Exercise:
The answer must match the material word for word, with every line included.

** Data supplied follows **

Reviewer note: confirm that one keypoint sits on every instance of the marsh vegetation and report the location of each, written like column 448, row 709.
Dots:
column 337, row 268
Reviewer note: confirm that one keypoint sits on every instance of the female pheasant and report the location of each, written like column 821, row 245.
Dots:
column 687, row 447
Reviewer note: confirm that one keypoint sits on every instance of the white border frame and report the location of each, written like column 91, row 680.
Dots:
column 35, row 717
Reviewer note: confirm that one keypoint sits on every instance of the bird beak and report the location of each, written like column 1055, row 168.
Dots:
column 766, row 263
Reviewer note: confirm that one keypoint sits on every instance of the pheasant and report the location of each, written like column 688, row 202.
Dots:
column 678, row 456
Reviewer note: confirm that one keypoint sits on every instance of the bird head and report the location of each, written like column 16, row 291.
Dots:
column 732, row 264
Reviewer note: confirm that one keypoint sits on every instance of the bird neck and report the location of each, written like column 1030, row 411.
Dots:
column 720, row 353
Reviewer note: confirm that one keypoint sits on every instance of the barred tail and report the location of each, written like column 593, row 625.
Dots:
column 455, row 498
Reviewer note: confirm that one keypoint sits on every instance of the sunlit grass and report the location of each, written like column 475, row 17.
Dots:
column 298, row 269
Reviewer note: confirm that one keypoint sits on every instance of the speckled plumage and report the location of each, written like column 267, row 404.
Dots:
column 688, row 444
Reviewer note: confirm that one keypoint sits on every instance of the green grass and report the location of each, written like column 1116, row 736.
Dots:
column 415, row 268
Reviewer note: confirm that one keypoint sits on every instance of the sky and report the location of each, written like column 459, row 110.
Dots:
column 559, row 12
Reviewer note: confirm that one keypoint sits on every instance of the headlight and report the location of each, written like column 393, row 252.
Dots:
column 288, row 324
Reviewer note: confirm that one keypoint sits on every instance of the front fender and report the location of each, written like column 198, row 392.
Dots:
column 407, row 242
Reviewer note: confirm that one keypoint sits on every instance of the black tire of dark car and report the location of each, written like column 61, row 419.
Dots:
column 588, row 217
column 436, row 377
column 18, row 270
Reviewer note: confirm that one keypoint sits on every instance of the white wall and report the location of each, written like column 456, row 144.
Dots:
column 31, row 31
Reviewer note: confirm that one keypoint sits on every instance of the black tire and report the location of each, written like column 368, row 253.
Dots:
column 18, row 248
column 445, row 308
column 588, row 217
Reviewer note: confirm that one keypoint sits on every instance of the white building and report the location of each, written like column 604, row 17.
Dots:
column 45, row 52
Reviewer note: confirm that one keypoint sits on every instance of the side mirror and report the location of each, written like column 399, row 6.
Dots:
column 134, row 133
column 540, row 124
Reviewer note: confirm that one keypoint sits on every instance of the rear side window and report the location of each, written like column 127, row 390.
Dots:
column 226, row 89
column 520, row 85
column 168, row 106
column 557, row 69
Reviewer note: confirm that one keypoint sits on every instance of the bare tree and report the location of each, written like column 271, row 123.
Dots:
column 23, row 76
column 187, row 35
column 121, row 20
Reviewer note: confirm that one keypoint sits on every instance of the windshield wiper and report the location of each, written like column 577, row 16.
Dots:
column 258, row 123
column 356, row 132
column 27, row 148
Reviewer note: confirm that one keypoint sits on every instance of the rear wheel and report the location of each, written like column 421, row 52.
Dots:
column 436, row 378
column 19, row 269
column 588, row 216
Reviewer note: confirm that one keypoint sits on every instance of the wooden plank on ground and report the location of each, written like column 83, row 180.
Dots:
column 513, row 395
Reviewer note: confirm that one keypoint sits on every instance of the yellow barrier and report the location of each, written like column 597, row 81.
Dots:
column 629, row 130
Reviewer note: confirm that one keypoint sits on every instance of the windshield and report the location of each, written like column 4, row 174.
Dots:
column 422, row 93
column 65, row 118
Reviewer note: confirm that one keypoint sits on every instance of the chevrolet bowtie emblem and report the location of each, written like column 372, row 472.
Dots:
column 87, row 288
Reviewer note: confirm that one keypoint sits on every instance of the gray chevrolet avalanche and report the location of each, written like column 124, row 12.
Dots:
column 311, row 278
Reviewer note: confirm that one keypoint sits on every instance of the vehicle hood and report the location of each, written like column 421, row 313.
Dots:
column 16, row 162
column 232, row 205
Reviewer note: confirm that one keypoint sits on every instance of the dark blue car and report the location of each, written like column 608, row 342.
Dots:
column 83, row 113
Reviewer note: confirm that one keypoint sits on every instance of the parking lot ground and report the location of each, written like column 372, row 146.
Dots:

** End of Data supplied **

Written response:
Reviewer note: confirm that one keypoint sits on every instance of the marsh vegetation and report the location of each, written like column 448, row 709.
Dots:
column 337, row 268
Reviewer note: confirm that one keypoint sits on every instance of the female pheasant and report the location of each, written like column 821, row 245.
Dots:
column 687, row 447
Reviewer note: confirm that one keypoint sits on every instance of the white border frame and report the location of each, written like column 91, row 680.
Dots:
column 35, row 717
Reviewer note: confirm that one keypoint sits on every instance of the bird beak and report the location of each, written like column 1055, row 168.
Dots:
column 766, row 263
Reviewer note: confirm that one keypoint sits on every instance of the pheasant and report the location of each, written like column 688, row 202.
Dots:
column 678, row 456
Reviewer note: confirm that one keypoint sits on every instance of the bird head and report the location of each, written like column 16, row 291.
Dots:
column 732, row 264
Reviewer note: confirm that one keypoint sits on every instance of the bird neck and report the location of each, written like column 1030, row 411.
Dots:
column 720, row 353
Reviewer note: confirm that one keypoint sits on every instance of the barred tail and report the location of each, written like column 593, row 625.
Dots:
column 455, row 498
Reviewer note: confirm that one keypoint sits on every instance of the sunlit grass and report the location of each, written like column 475, row 17.
Dots:
column 298, row 269
Reviewer note: confirm that one keypoint sits on every instance of the speckled plumage and report the location of each, written like column 267, row 404.
Dots:
column 688, row 444
Reviewer note: confirm that one keypoint sits on every instance of the green grass and report the location of each, written like column 1116, row 736.
Dots:
column 415, row 268
Reviewer note: confirm that one keypoint sits on every instance of the sky and report the location of each, written like column 459, row 110.
Dots:
column 559, row 12
Reviewer note: confirm that one keypoint sits on every instance of the headlight and report the location of each, written like column 393, row 252.
Dots:
column 288, row 324
Reviewer note: confirm that one keypoint sits on every instance of the front fender and report the location of each, written like column 198, row 392.
Dots:
column 407, row 242
Reviewer note: confirm that one keypoint sits on every instance of the black tire of dark car and report the location of each, written like column 61, row 419.
Dots:
column 588, row 217
column 436, row 377
column 18, row 270
Reviewer note: confirm that one keypoint sits on every instance of the white wall and report the location of each, written like column 456, row 144.
Dots:
column 31, row 31
Reviewer note: confirm that one keypoint sits on every instance of the black tire and report the location of each, written like column 368, row 253.
Dots:
column 18, row 248
column 445, row 308
column 588, row 217
Reviewer note: confirm that one keypoint sits on every instance of the white building and report the location of each, written like column 604, row 17.
Dots:
column 45, row 52
Reviewer note: confirm that one keypoint sits on every instance of the side mirror and report the location of each, written like column 399, row 6.
Dots:
column 134, row 133
column 540, row 124
Reviewer note: confirm that one keypoint sits on every instance of the rear side window and report the location of each, written like column 127, row 390.
Dots:
column 226, row 89
column 520, row 85
column 168, row 106
column 557, row 69
Reviewer note: confirm that one keypoint sits on every instance of the bare tree and report the location of each, written like column 271, row 123.
Dots:
column 23, row 76
column 187, row 35
column 121, row 20
Reviewer note: confirm that one keypoint sits on every instance of the windshield wiper and report the location of each, written like column 577, row 16.
Dots:
column 258, row 123
column 356, row 132
column 27, row 148
Reviewer note: confirm that one keypoint sits on every instance of the rear wheel and report the location of each, written like column 421, row 52.
Dots:
column 436, row 378
column 19, row 269
column 588, row 216
Reviewer note: confirm that one keypoint sits on every instance of the wooden plank on ground and report the location of each, written like column 83, row 180.
Dots:
column 513, row 395
Reviewer note: confirm that one keypoint sits on every instance of the yellow barrier and report the location of each, written like column 597, row 81.
Dots:
column 629, row 130
Reviewer note: confirm that one keypoint sits on every instance of the windshield and report the location of each, written like column 4, row 174.
Dots:
column 422, row 93
column 65, row 118
Reviewer note: confirm that one keypoint sits on every instance of the chevrolet bowtie emblem and report the location of each, written like column 372, row 472.
Dots:
column 87, row 288
Reviewer note: confirm that one keypoint sits on every instance of the gray chevrolet avalanche and report the location of each, written like column 124, row 12.
Dots:
column 311, row 278
Reviewer note: confirm that one keypoint sits on every instance of the vehicle hood and report the location of each, written like column 421, row 313.
Dots:
column 16, row 162
column 232, row 205
Reviewer note: confirm that one keypoint sits on every instance of the dark blue car and report the location of each, written like column 608, row 342.
Dots:
column 83, row 113
Reviewer note: confirm that one keypoint sits on every instance of the parking lot ground and report the location of each, written like column 372, row 146.
Dots:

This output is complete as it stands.